━━━ DATA TO PROCESS

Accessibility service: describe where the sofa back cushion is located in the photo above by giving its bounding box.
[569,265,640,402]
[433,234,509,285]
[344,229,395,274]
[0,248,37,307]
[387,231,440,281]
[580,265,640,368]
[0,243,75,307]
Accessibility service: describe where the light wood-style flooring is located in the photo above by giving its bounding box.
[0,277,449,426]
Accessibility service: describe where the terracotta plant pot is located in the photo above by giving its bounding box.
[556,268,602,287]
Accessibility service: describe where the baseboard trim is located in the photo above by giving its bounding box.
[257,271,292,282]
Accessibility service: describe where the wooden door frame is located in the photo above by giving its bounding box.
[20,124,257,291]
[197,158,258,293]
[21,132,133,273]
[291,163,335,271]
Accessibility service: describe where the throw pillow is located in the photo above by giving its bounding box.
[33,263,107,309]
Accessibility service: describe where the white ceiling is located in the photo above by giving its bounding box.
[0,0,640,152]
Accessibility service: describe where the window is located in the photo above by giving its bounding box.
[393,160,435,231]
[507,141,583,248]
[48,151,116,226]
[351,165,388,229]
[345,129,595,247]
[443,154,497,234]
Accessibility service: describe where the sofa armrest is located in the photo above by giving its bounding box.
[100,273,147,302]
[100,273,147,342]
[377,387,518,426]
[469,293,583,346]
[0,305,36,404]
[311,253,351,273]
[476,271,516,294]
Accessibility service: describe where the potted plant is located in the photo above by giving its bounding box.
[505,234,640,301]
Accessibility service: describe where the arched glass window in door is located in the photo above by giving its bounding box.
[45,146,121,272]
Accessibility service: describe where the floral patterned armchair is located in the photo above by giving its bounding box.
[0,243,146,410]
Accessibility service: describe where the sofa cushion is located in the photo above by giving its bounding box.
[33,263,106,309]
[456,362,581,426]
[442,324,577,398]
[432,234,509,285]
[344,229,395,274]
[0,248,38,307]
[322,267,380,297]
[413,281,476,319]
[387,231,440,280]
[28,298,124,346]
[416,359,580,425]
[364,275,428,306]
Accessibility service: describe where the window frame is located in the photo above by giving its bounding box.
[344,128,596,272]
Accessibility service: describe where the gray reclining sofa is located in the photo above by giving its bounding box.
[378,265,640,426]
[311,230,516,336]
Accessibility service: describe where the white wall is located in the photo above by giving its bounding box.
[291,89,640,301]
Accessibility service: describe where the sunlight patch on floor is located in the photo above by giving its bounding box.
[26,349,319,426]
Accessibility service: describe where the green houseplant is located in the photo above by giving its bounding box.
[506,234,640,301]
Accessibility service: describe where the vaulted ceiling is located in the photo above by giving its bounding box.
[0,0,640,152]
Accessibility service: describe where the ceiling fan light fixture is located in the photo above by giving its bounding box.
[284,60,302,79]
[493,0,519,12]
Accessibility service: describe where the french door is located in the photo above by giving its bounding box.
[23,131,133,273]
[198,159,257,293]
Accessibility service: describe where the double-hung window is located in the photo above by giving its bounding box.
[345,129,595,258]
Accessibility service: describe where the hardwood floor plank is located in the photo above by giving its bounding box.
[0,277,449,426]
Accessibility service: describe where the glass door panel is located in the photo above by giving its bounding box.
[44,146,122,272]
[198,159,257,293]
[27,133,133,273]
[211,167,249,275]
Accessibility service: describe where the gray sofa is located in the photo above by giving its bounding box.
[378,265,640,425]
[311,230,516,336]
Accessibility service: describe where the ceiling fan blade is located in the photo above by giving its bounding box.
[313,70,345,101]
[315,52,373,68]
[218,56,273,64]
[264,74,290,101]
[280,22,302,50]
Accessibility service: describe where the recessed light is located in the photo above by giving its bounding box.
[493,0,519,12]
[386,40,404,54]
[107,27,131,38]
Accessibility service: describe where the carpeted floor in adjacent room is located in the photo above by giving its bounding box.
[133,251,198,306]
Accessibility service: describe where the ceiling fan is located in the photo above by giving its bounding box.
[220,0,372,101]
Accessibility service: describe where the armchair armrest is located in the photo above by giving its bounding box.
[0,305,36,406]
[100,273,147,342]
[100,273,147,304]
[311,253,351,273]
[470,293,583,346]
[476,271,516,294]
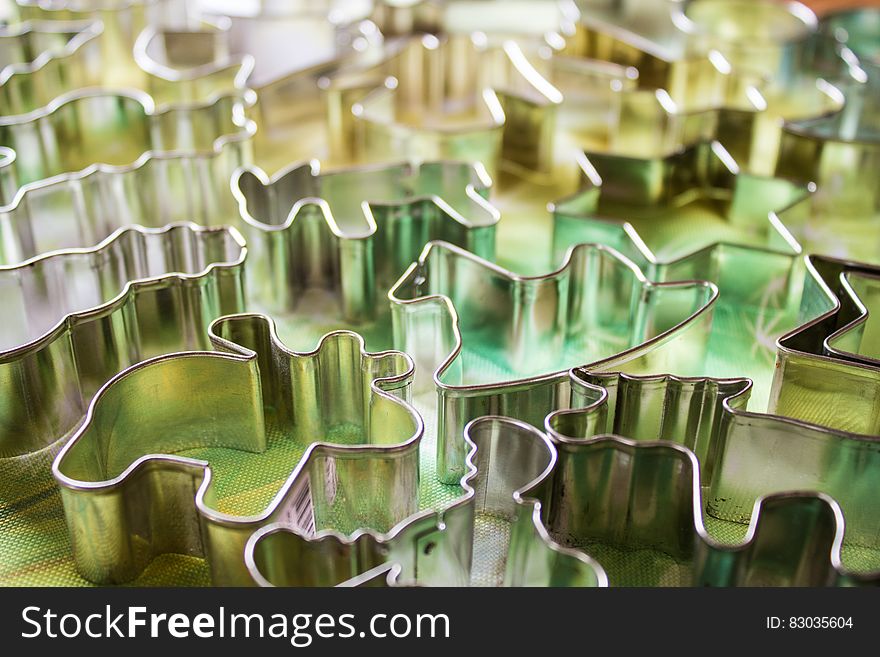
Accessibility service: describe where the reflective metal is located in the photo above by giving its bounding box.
[0,90,256,264]
[52,315,423,585]
[0,224,247,458]
[551,142,815,306]
[232,161,499,322]
[388,242,718,483]
[245,417,607,586]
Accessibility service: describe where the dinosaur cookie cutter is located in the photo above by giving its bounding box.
[388,242,718,483]
[232,161,499,322]
[245,417,607,586]
[53,315,423,585]
[0,224,247,458]
[0,82,256,192]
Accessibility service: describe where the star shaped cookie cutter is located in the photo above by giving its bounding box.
[388,242,718,483]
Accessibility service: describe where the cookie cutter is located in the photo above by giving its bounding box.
[776,76,880,217]
[769,255,880,436]
[15,0,196,89]
[232,160,499,322]
[129,21,255,106]
[819,7,880,74]
[502,368,880,586]
[0,224,247,458]
[197,0,382,88]
[52,315,423,585]
[245,417,607,586]
[539,436,870,586]
[0,90,256,264]
[550,141,815,306]
[341,34,562,178]
[251,416,874,586]
[388,242,718,483]
[558,0,844,175]
[0,21,103,115]
[369,0,571,41]
[544,356,880,568]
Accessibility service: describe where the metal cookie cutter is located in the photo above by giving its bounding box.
[545,368,880,581]
[232,161,499,322]
[0,83,256,191]
[128,22,254,106]
[537,436,858,586]
[550,142,815,306]
[388,242,718,483]
[0,21,103,115]
[0,91,256,264]
[370,0,571,41]
[199,0,383,172]
[0,224,246,458]
[245,417,607,586]
[53,315,423,585]
[769,255,880,436]
[340,34,562,173]
[776,74,880,222]
[560,0,844,175]
[15,0,194,87]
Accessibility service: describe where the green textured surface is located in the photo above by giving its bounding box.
[0,168,880,586]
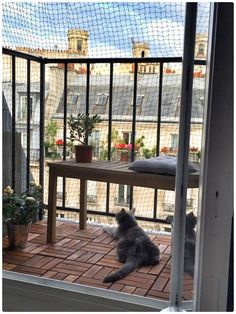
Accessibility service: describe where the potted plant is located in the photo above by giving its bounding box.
[3,182,43,249]
[68,113,102,163]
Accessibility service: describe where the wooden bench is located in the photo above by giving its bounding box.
[47,161,199,243]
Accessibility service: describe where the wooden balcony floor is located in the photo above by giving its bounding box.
[3,220,193,300]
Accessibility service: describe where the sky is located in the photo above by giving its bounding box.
[2,1,209,57]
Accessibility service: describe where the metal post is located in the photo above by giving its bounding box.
[153,62,163,218]
[106,63,114,213]
[165,3,197,312]
[39,62,45,220]
[11,56,16,190]
[62,63,67,208]
[85,62,90,145]
[26,60,32,189]
[129,62,138,209]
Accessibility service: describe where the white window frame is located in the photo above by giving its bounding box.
[96,93,109,106]
[130,94,145,107]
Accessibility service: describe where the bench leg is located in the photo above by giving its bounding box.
[47,168,57,243]
[79,179,87,230]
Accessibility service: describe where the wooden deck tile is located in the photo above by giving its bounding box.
[121,286,136,294]
[83,265,103,278]
[3,220,193,300]
[94,267,114,280]
[64,275,78,282]
[109,282,124,291]
[152,276,168,291]
[74,276,111,288]
[133,288,148,296]
[11,265,46,276]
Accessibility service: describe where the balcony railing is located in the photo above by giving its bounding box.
[3,48,205,223]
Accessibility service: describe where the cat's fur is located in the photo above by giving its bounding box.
[166,212,197,277]
[103,208,160,282]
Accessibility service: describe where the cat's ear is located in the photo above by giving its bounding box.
[120,208,126,214]
[130,207,136,214]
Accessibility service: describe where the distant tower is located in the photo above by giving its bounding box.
[67,29,89,56]
[132,40,150,58]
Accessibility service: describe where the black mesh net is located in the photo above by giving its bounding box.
[2,2,209,231]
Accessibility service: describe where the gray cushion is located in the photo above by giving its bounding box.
[129,156,199,175]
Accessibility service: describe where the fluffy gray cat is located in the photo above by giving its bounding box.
[103,208,160,282]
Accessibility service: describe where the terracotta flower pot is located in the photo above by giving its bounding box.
[120,154,129,162]
[7,223,31,248]
[75,145,93,163]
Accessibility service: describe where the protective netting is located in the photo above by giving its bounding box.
[3,2,209,230]
[2,1,209,57]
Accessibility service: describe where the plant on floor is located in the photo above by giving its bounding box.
[2,182,43,248]
[68,113,103,162]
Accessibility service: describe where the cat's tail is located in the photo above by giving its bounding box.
[103,259,140,282]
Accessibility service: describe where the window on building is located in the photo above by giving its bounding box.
[96,93,109,106]
[88,130,100,158]
[198,43,205,55]
[122,132,131,144]
[19,96,33,120]
[130,95,144,107]
[77,40,82,51]
[117,184,130,205]
[170,133,178,150]
[67,94,80,113]
[87,181,97,203]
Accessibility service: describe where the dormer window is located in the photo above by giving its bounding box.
[198,43,205,55]
[19,96,33,120]
[77,40,82,51]
[96,93,109,106]
[67,94,79,106]
[131,95,144,107]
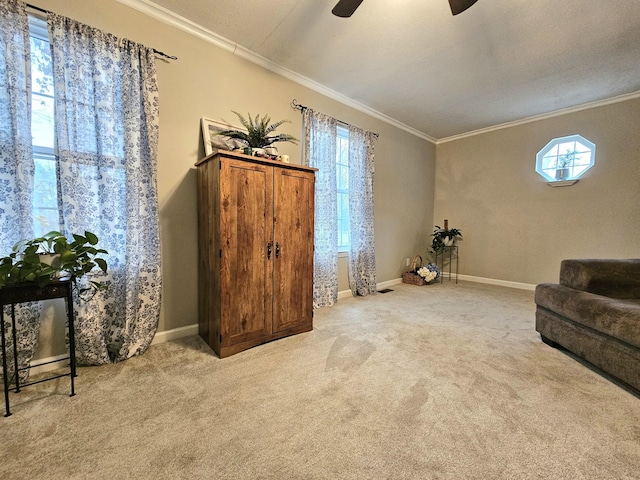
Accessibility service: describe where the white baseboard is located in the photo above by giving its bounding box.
[29,323,198,375]
[338,278,402,300]
[151,323,198,345]
[458,275,536,290]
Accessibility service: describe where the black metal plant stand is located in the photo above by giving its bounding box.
[436,245,458,284]
[0,279,76,417]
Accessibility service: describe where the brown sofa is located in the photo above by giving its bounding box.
[535,259,640,391]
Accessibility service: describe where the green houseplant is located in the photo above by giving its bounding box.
[0,231,108,300]
[431,224,462,253]
[216,111,298,148]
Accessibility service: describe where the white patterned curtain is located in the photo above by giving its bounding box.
[48,14,161,364]
[0,0,40,378]
[303,108,338,308]
[349,125,377,296]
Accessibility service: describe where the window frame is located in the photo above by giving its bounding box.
[336,124,351,256]
[536,134,596,185]
[28,14,60,236]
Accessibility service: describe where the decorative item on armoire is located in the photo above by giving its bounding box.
[202,111,299,160]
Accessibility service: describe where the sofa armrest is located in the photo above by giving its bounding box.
[560,259,640,298]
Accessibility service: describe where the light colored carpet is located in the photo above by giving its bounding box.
[0,282,640,479]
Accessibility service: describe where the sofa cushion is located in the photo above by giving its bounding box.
[535,283,640,348]
[560,259,640,298]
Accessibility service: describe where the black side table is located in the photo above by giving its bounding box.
[0,279,76,417]
[436,245,458,284]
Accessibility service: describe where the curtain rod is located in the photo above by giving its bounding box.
[291,98,380,138]
[26,3,178,60]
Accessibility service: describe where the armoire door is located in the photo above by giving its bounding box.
[220,158,273,347]
[273,168,315,333]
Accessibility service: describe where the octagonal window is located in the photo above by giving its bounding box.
[536,135,596,182]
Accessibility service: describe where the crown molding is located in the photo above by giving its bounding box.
[436,91,640,145]
[116,0,437,144]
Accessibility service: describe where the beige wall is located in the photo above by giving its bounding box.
[36,0,435,342]
[434,99,640,284]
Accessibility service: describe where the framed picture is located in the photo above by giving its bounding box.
[201,117,246,155]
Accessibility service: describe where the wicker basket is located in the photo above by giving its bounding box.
[402,255,427,286]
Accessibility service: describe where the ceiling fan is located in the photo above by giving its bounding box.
[331,0,478,17]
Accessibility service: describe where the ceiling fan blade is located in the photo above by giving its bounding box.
[331,0,363,18]
[449,0,478,15]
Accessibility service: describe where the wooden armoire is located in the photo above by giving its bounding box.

━━━━━━

### WHAT IS ASKED
Recast the part of the records that opens with the line containing "Accessibility service: describe where the metal cookie" and closes with the line containing "[129,62,138,209]" as a JSON list of strings, one string per line, with blank lines and pictures left out.

### TASK RESPONSE
[
  "Accessibility service: describe where the metal cookie cutter is located in the photo above by giving its bounding box.",
  "[545,368,880,581]",
  "[232,161,499,322]",
  "[0,83,256,191]",
  "[128,22,254,106]",
  "[537,436,858,586]",
  "[550,142,815,306]",
  "[388,242,718,483]",
  "[0,21,103,115]",
  "[0,91,256,264]",
  "[370,0,571,41]",
  "[199,0,383,172]",
  "[0,224,246,458]",
  "[245,417,607,586]",
  "[53,315,423,585]",
  "[769,255,880,436]",
  "[340,34,562,173]",
  "[776,74,880,222]",
  "[560,0,844,175]",
  "[15,0,194,87]",
  "Accessibility service: describe where the green textured surface is located in the photo above by giving its bounding box.",
  "[0,168,880,586]",
  "Accessibility service: describe where the potted plant is located in the photo above by giving its bounding box.",
  "[3,182,43,249]",
  "[68,113,102,163]",
  "Accessibility service: describe where the wooden bench is located in the photo above by giving its bounding box.",
  "[47,161,199,243]",
  "Accessibility service: describe where the wooden balcony floor is located in the photo above by giving its bounding box.",
  "[3,220,193,300]",
  "Accessibility service: describe where the sky is located in the photo above by giving its bounding box.",
  "[2,1,209,57]",
  "Accessibility service: describe where the metal post is located in the photo above by giving its bounding box.",
  "[153,62,163,218]",
  "[106,63,114,213]",
  "[165,3,197,312]",
  "[39,62,45,220]",
  "[11,56,16,190]",
  "[62,63,67,208]",
  "[85,62,90,145]",
  "[26,60,32,189]",
  "[129,62,138,209]"
]